Named object pointing entries:
--------------------
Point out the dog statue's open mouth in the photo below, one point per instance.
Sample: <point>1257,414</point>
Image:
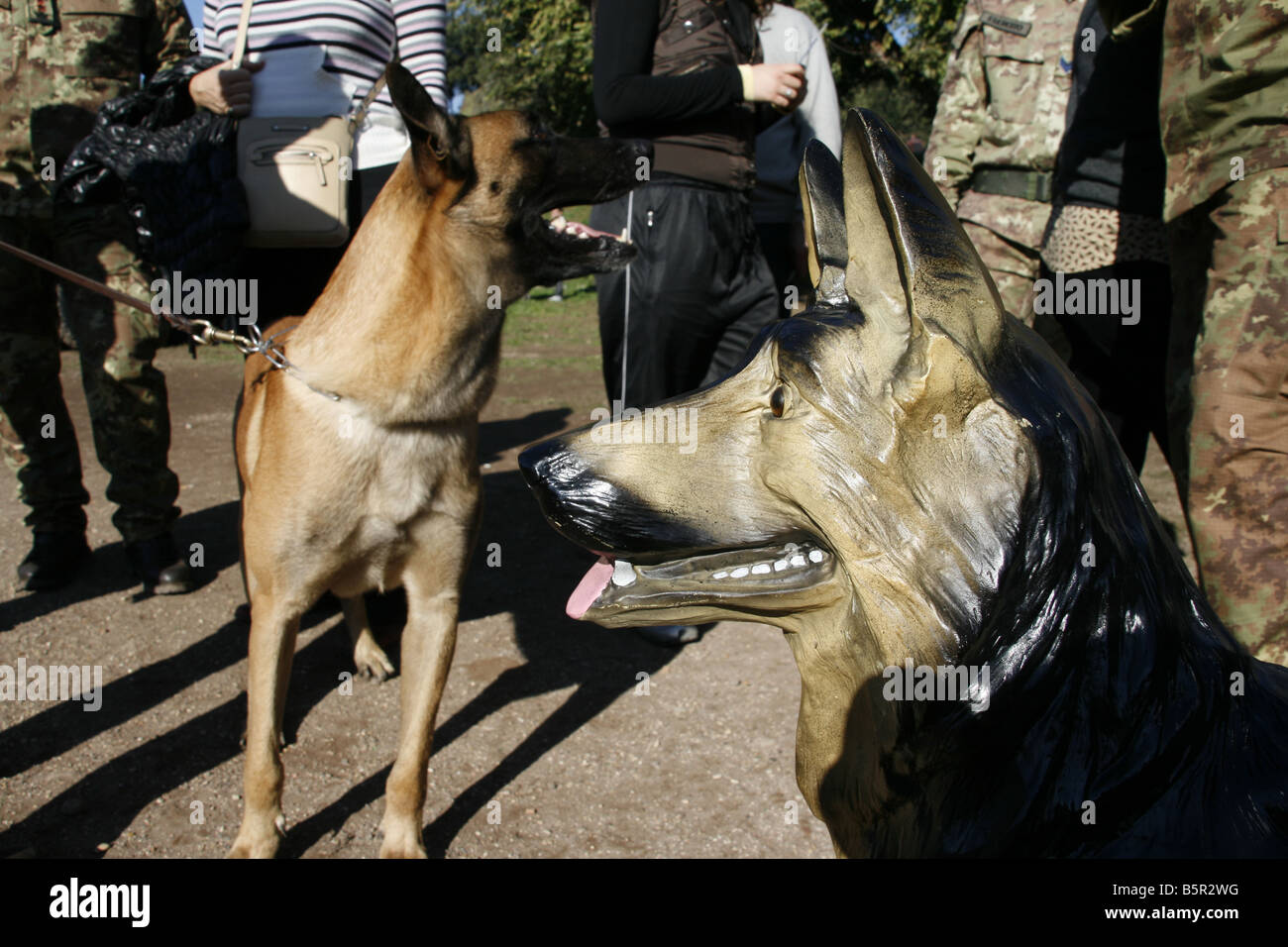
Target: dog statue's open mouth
<point>756,579</point>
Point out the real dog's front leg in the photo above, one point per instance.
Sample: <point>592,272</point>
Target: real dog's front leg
<point>369,657</point>
<point>271,646</point>
<point>429,641</point>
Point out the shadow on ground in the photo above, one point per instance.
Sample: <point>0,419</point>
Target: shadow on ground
<point>537,573</point>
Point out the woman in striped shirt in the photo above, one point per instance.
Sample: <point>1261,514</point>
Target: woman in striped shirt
<point>321,56</point>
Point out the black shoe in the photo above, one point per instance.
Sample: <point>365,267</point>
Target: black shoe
<point>53,562</point>
<point>159,565</point>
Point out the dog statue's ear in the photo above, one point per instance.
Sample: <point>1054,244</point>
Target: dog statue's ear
<point>941,275</point>
<point>823,200</point>
<point>439,144</point>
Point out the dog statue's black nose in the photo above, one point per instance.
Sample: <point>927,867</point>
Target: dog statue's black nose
--------------------
Aim
Rewrite every line of the material from the line containing "Point out the dog statue's ear" through the end, requests included. Multiply each coordinate in the answers by 0.5 and round it to a whole number, rounding halves up.

Solution for this problem
Point out the dog statue's ear in the photo above, one point per instance.
Sample: <point>1054,244</point>
Target: dog statue's ear
<point>471,138</point>
<point>412,100</point>
<point>220,72</point>
Point out the dog statue's black nose in the photo above, one point per instance.
Sample: <point>927,867</point>
Target: dog statue's black nose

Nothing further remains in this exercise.